Write out the passage on interposition and the rule of law word for word, between "This principle resonates" and "6:8,12,15; Esther 1:19).", inclusive.

[Supplied text]:
####
This principle resonates also with the long-established concept known as the “rule of law,” namely, that people are governed by laws not by men—by the office, not simply by the officeholder. Although the rule of law has arguably reached its fullest expression in the Anglo-Saxon tradition that informed the establishment of the American Republic, it can be found in many other contexts, ancient and even pagan. In the Persian Empire, for example, the monarch did not exercise unlimited, arbitrary power, but rather was constrained by the law. Persian law was permanent to the point that once enacted, it could not be repealed, not even by the same monarch who initially had promulgated the law (Daniel 6:8,12,15; Esther 1:19).

Of course, Persia’s extreme version of the “rule of law” had problems all its own, which is why the U.S. Constitution affords Congress the authority to repeal its earlier acts; moreover, the Supreme Court has claimed the authority to declare null and void any act that is “repugnant to the Constitution,” Marbury v. Madison, 5 U.S. 137, 180 (1803). Although the American system offers far more flexibility than the Persian system, both approaches emphasize a subordination of the officer to the office, the ruler to the rule, the man to the law. To summarize with two Latin words: lex rex, namely, “the law is king” (and not the other way around).

In the United States, all officers, at both the federal and state levels, take an oath to uphold the U.S. Constitution. Furthermore, all persons have a duty to obey God rather than man. And God requires, in Romans 13, that the established government, in this case, the government defined by the U.S. Constitution, must be honored and obeyed, unless that government establishment would require one to disobey Him. Therefore, it follows that any lesser magistrate, being a person who has taken a constitutional oath of office, not only may but must interpose whenever a higher magistrate both (A) violates the constitution or otherwise commands something contrary to divine moral law; and, (B) also refuses to correct the situation when petitioned to do so. If the higher magistrate refuses to correct the situation, then the lower magistrate must correct it, or else both are equally guilty of dishonoring their offices and hence of dishonoring God, who has established their office under Romans 13.

5. Interposition is not rebellion, but patriotism, and it is done lawfully, that is, openly and within the means provided by the operative constitution.

Interposition need not be violent. The Glorious Revolution of 1688 involved a complete regime change without bloodshed. King James II had proved himself a tyrant by compromising land titles in both England and the American colonies, by prohibiting town meetings, by dissolving the colonial charters and conglomerating several colonies into the Dominion of New England, by appointing Andre Andros as governor of New England without allowing for any representation of the local people, and by taking steps to force Catholicism on the Protestant people of England. All of this ran afoul of the English constitution. When negotiations with James II failed to bear fruit, Parliament interposed itself between the Crown and the people, inviting William and Mary to take the throne and driving James out of the country. In New England, the American colonists had a parallel Glorious Revolution all their own, ousting Andros and shipping him back to England for trial. Note that last point well. As much as they despised Andros, they did not deny him due process. The Glorious Revolution perhaps should not be called a “revolution” at all, for it proceeded constitutionally—or at least far more constitutionally than, say, the French Revolution. The Glorious “Interposition” of 1688, if we may rename it, led to the English Bill of Rights of 1689, in which Parliament and the new King, William, identified their shared understanding of Parliament’s rights and the Crown’s duties and, importantly, the limitations of royal power.
####
[Material]:
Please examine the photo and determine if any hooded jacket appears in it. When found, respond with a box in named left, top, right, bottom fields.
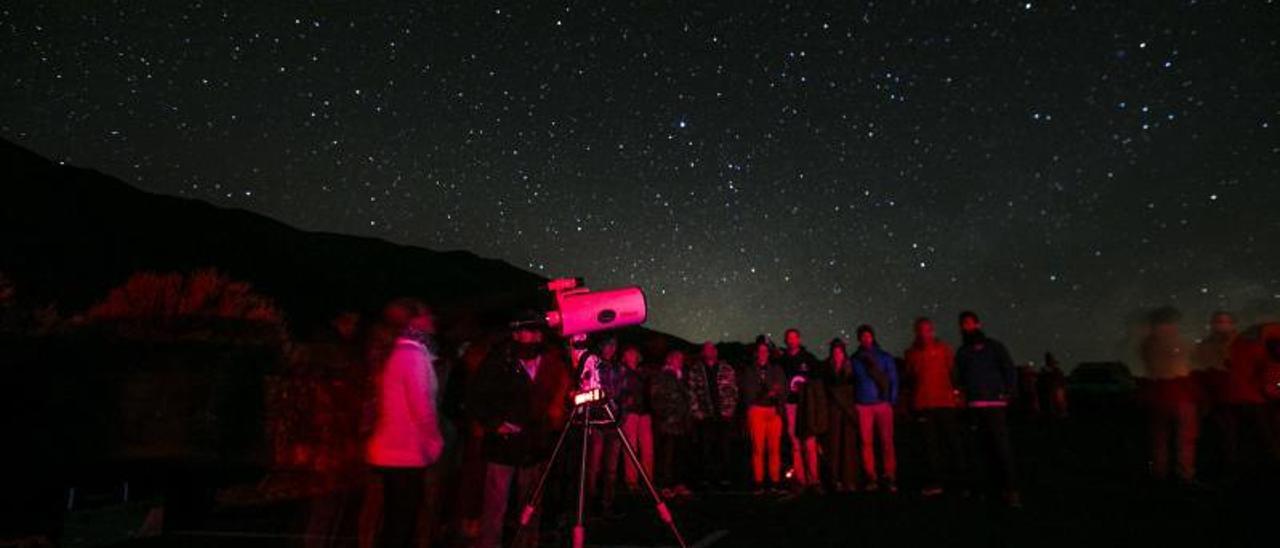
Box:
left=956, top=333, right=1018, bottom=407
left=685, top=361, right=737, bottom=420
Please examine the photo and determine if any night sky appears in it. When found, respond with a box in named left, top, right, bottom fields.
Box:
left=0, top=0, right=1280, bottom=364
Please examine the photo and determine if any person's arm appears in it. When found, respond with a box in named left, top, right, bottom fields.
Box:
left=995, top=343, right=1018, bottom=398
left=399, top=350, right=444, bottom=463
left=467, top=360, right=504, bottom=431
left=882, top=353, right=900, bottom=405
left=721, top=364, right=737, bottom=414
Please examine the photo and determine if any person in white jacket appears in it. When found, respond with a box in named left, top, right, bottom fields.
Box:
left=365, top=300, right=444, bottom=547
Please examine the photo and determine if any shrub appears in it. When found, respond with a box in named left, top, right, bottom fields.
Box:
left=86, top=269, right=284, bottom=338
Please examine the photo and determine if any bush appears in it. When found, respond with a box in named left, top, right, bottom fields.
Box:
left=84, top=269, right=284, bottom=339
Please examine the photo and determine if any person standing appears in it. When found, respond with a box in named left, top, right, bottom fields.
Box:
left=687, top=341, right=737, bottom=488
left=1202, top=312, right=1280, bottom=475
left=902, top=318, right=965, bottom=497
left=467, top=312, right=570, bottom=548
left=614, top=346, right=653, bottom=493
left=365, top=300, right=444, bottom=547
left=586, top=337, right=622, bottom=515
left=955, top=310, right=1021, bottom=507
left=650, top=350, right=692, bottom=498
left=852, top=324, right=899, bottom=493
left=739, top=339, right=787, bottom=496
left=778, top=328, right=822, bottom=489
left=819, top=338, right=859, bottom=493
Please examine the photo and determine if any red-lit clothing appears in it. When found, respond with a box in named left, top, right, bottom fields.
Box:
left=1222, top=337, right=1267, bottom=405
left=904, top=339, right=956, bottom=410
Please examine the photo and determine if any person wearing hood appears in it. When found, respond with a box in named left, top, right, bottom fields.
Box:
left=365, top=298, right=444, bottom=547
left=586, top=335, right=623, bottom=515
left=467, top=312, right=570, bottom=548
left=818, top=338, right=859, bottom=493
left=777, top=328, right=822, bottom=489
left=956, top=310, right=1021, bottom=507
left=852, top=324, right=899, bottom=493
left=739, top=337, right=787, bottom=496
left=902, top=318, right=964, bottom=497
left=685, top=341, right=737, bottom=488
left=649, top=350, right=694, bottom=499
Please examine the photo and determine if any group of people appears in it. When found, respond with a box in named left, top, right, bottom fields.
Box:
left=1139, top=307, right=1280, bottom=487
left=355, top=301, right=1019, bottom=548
####
[Complete output]:
This principle resonates also with the long-established concept known as the “rule of law,” namely, that people are governed by laws not by men—by the office, not simply by the officeholder. Although the rule of law has arguably reached its fullest expression in the Anglo-Saxon tradition that informed the establishment of the American Republic, it can be found in many other contexts, ancient and even pagan. In the Persian Empire, for example, the monarch did not exercise unlimited, arbitrary power, but rather was constrained by the law. Persian law was permanent to the point that once enacted, it could not be repealed, not even by the same monarch who initially had promulgated the law (Daniel 6:8,12,15; Esther 1:19).